#### OPDRACHTEISEN:
Welke kleur krijgt de hulpaanduiding van de functie "Niveau" volgens de documenttekst als de camera horizontaal wordt gehouden?

#### DOCUMENTTEKST:
------------------------

DISP (Inhoud weergeven)

  1. Druk op (Inhoud weergeven) op het besturingswiel en selecteer daarna een gewenste functie.

  • Selecteerbare functies kunnen worden ingesteld met behulp van MENU 2 [DISP-knop (scherm)].

In de opnamefunctie


Graf. weerg.
Hiermee kunt u de basisopname-informatie afbeelden.
De sluitertijd en diafragmawaarde worden grafisch afgebeeld.
Alle info weergeven
Hiermee kunt u de opname-informatie afbeelden.
Geen info
Hiermee wordt geen opname-informatie afgebeeld.
Niveau
Hiermee kunt u een hulpaanduiding afbeelden waarmee de links-rechts-schuinstellingshoek van de camera wordt aangegeven. Als de camera horizontaal wordt gehouden, wordt de hulpaanduiding groen afgebeeld.
Histogram
Hiermee kunt u de luminantieverdeling grafische afbeelden (histogram).
Voor zoeker
Geschikt voor opnemen met een zoeker (los verkrijgbaar).

In de weergavefunctie


Info weergeven
Hiermee kunt u de opname-informatie afbeelden.
Histogram
Hiermee kunt u het histogram en de opname-informatie afbeelden.
Geen info
Hiermee wordt geen opname-informatie afgebeeld.

Grafische weergave
De grafische weergave toont de sluitertijd en de diafragmawaarde grafisch op het beeld zodat u het belichtingssysteem eenvoudig kunt begrijpen. De sluitertijdbalk en de diafragmawaardebalk geven de huidige instelwaarden aan.

------------------------

#### RECORDFRAGMENTEN:
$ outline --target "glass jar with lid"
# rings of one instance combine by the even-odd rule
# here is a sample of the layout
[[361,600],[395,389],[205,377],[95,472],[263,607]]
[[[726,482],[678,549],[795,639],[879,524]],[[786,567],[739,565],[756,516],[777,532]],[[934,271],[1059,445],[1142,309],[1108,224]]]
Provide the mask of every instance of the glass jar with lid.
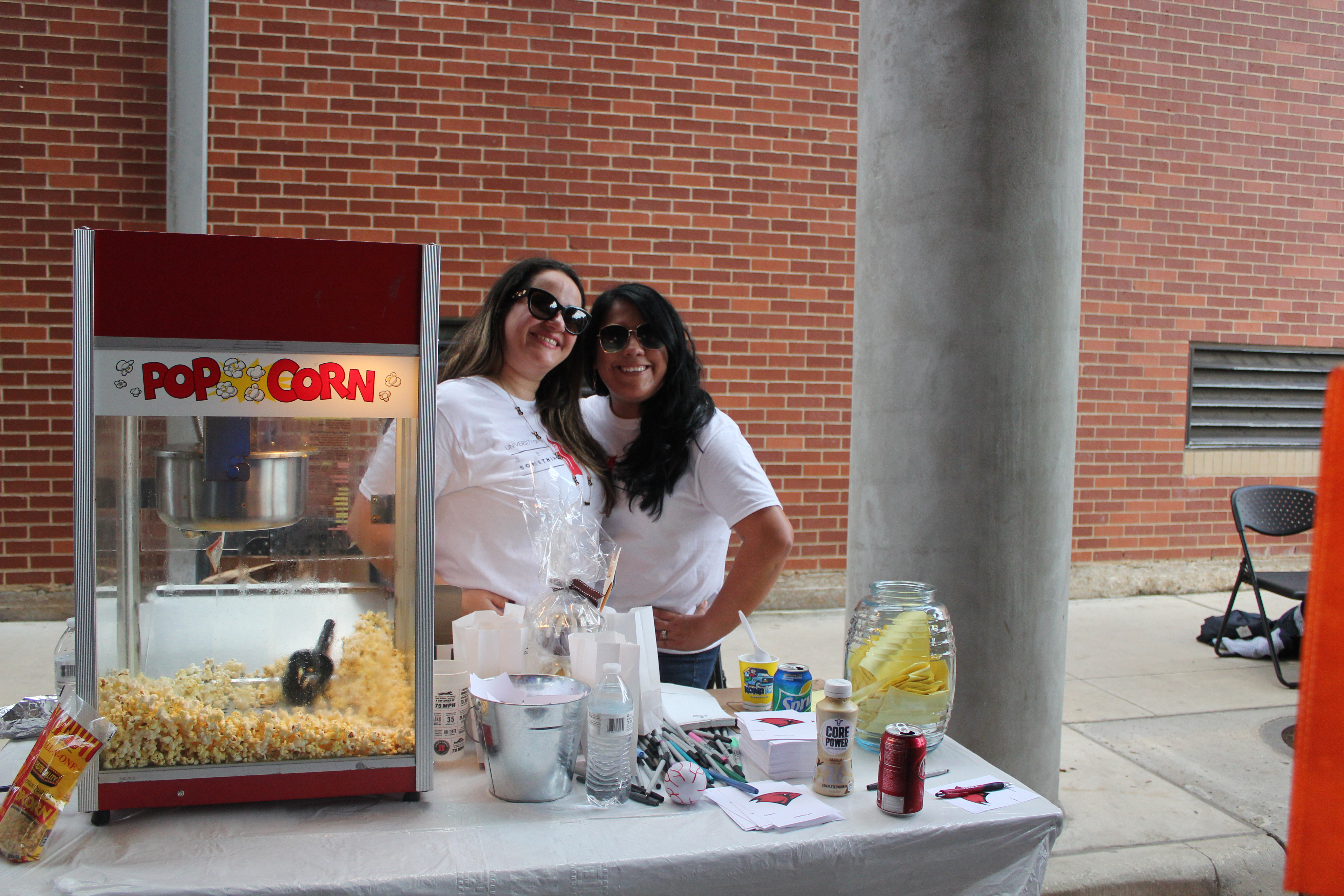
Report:
[[957,647],[948,607],[922,582],[874,582],[853,610],[845,674],[859,704],[857,742],[878,752],[887,725],[923,731],[942,743],[957,684]]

------------------------

#### RESULTAAT:
Groen.